* [The task] Your task is to extract the lines from the one holding "For practice, label the fence" through the end of the material. Set them down exactly and add nothing.

[Point annotation dataset records]

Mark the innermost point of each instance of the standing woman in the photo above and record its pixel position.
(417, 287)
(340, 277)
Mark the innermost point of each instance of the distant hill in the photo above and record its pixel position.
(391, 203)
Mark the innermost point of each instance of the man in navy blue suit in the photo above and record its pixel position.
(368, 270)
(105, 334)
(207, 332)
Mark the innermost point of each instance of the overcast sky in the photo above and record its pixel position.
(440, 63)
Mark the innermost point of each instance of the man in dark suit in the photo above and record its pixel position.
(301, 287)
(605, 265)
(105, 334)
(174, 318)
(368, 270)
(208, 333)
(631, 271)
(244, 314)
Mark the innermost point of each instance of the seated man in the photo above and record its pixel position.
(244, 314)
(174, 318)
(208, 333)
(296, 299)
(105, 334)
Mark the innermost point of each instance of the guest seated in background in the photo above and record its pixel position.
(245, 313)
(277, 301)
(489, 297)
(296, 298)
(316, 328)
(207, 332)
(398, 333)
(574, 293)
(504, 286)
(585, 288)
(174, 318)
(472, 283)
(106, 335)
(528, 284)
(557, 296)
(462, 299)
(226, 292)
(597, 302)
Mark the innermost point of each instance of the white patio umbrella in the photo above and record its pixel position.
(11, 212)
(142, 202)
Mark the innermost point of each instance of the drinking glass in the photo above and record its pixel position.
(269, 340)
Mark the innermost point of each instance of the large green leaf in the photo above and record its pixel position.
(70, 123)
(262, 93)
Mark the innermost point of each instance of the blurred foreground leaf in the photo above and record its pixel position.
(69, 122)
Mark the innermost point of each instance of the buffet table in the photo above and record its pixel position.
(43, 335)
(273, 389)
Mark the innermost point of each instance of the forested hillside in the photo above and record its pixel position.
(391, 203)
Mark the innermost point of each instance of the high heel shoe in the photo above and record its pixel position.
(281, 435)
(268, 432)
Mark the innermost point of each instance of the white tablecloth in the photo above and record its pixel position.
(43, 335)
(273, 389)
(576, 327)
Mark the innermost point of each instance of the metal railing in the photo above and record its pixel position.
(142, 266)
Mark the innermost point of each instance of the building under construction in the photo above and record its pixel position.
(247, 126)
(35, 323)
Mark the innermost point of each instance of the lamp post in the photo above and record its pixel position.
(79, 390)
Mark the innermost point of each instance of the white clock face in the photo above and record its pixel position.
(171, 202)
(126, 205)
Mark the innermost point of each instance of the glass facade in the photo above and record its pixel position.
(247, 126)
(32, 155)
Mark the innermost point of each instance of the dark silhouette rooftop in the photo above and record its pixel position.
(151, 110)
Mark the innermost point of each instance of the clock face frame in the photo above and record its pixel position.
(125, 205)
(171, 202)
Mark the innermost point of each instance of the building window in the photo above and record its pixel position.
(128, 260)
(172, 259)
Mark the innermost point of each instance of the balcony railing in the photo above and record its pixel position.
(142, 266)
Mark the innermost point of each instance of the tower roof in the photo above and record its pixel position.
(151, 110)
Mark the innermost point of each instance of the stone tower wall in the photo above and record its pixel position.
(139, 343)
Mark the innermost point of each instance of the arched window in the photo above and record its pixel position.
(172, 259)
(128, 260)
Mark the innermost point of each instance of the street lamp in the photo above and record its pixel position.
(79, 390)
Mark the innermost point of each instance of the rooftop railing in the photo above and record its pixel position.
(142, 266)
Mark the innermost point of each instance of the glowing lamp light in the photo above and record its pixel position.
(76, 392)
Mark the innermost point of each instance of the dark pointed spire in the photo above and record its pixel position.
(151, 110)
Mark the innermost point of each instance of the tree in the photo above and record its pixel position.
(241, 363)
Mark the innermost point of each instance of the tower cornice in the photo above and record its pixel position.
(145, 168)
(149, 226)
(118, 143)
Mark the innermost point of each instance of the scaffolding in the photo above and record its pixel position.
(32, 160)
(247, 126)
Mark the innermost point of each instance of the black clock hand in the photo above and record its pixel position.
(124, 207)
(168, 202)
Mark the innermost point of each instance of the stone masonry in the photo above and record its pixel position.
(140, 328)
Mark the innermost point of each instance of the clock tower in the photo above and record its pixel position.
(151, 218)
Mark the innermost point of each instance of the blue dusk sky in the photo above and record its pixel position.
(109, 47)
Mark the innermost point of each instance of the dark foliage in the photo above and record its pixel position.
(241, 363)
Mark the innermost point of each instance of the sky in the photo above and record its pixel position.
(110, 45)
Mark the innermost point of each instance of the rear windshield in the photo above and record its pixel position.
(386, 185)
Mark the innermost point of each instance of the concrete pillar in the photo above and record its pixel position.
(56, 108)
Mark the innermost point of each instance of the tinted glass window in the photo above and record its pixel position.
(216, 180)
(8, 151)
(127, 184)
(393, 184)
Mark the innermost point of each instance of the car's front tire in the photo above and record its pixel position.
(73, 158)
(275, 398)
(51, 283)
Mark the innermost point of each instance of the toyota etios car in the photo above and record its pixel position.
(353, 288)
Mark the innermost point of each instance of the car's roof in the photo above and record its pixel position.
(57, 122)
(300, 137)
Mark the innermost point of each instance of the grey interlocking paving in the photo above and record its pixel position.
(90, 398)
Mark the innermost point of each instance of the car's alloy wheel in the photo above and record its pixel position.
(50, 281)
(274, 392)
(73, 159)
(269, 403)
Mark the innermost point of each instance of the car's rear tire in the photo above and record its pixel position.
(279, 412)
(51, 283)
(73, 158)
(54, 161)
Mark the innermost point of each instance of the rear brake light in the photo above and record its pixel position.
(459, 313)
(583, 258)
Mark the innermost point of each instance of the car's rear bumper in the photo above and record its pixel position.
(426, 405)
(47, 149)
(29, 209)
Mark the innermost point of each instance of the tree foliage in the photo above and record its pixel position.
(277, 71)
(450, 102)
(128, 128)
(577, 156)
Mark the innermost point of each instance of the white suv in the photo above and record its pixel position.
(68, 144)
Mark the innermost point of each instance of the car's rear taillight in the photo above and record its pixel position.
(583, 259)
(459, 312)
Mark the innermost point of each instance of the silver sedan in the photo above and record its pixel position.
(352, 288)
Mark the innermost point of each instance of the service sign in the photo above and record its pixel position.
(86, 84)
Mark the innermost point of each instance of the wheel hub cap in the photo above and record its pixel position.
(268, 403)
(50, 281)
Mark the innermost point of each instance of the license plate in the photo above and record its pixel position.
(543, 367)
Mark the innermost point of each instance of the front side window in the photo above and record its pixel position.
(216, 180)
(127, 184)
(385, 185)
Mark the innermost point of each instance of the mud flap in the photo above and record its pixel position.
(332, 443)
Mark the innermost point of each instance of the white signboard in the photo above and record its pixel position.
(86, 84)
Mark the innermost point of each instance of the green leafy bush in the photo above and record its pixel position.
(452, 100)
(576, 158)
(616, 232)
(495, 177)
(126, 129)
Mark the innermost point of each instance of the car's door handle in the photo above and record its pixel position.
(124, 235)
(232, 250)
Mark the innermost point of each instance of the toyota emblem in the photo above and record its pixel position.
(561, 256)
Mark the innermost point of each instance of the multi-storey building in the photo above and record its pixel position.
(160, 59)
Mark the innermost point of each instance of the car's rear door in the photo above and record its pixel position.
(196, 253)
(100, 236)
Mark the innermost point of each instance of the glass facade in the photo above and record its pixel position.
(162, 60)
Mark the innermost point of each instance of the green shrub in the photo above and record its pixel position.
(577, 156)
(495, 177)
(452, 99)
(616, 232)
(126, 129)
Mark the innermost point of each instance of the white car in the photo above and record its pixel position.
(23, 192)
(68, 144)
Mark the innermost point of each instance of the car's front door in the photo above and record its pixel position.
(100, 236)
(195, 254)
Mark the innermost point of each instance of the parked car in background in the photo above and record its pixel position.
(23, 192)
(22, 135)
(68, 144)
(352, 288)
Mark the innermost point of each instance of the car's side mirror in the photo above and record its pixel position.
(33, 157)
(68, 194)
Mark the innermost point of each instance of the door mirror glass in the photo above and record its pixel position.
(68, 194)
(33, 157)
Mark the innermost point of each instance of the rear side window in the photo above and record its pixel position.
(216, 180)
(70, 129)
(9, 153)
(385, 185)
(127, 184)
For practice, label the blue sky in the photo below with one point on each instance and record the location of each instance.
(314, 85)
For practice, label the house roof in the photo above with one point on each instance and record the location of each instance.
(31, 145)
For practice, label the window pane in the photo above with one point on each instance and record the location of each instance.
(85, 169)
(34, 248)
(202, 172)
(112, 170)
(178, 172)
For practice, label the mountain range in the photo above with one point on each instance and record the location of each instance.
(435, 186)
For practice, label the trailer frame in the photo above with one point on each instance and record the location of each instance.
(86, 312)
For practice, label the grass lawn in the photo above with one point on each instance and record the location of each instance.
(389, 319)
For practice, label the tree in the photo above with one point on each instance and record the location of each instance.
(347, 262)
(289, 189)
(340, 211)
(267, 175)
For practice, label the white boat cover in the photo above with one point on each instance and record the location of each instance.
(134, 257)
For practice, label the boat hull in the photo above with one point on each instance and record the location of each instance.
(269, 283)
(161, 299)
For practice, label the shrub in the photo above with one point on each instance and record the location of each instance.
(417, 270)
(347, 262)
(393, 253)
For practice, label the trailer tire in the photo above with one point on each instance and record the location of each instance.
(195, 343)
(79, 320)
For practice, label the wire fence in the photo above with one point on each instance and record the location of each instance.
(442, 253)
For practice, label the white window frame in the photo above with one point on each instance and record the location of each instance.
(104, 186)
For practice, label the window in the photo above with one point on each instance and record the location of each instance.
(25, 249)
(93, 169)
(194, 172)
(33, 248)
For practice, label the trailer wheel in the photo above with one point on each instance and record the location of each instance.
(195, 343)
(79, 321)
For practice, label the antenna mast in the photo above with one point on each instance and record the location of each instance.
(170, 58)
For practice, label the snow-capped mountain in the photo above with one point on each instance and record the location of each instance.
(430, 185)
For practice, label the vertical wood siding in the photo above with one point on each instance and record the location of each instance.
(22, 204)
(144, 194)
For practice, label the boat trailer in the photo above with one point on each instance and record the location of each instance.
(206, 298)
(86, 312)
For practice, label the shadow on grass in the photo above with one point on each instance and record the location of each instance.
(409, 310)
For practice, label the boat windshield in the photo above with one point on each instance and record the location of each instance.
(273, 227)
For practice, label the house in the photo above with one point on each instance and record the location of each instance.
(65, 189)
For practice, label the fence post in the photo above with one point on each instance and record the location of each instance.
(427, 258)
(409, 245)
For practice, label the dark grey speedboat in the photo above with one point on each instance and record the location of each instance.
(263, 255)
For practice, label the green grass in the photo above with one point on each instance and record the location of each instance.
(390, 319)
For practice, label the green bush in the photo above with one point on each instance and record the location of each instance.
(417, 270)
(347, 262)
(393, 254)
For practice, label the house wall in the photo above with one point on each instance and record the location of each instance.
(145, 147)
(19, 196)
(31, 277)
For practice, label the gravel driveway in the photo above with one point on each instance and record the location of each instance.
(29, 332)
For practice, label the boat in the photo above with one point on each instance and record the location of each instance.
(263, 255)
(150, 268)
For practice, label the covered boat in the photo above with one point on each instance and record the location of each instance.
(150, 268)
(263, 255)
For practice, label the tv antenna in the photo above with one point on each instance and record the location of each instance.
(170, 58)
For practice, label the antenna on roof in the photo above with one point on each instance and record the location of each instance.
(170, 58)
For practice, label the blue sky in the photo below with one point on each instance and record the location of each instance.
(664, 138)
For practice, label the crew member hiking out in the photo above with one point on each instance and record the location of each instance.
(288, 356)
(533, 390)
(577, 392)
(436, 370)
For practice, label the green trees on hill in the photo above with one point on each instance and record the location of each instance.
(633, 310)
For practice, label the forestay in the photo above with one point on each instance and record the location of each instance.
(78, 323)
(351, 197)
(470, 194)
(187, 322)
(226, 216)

* [Task solution]
For practice, label the fence post in the photo above with one point on each instance and record the location of each instance.
(427, 258)
(409, 245)
For practice, label the dark grey speedboat in the photo above with one point on each instance and record the location of each instance.
(263, 255)
For practice, label the green grass in the photo above with one point on each instance and record the location of each instance.
(390, 319)
For practice, label the green bush in the photo above with one point on each instance and record the location of each instance.
(417, 270)
(347, 262)
(393, 254)
For practice, label the house wall in the photo above with one point on each instance and record the location of each instance.
(145, 147)
(19, 196)
(31, 277)
For practice, label the gravel driveway in the photo above with one point on each instance and record the location of each instance.
(29, 332)
For practice, label the boat in the photo above with one point on each instance and record the location of each instance.
(263, 255)
(150, 268)
For practice, label the covered boat in the photo above with one point on each instance and record the location of each instance.
(150, 268)
(263, 255)
For practice, label the tv antenna in the photo above with one point on each instance and record the location of each instance.
(170, 58)
For practice, label the antenna on roof in the photo above with one point on each instance and record the location of each instance.
(170, 58)
For practice, label the blue sky in the photo below with one point on each instance and record the location of each instance.
(664, 138)
For practice, label the crew member hiking out in the photo above with one point on each instance and record the location of each instance.
(288, 356)
(533, 390)
(577, 392)
(436, 370)
For practice, label the green trees on hill in the photo above with one point on each instance and record the location of each instance.
(633, 310)
For practice, label the forestay in the photo above with one point on each instance and record the location of each instance.
(78, 323)
(351, 197)
(470, 194)
(187, 322)
(226, 216)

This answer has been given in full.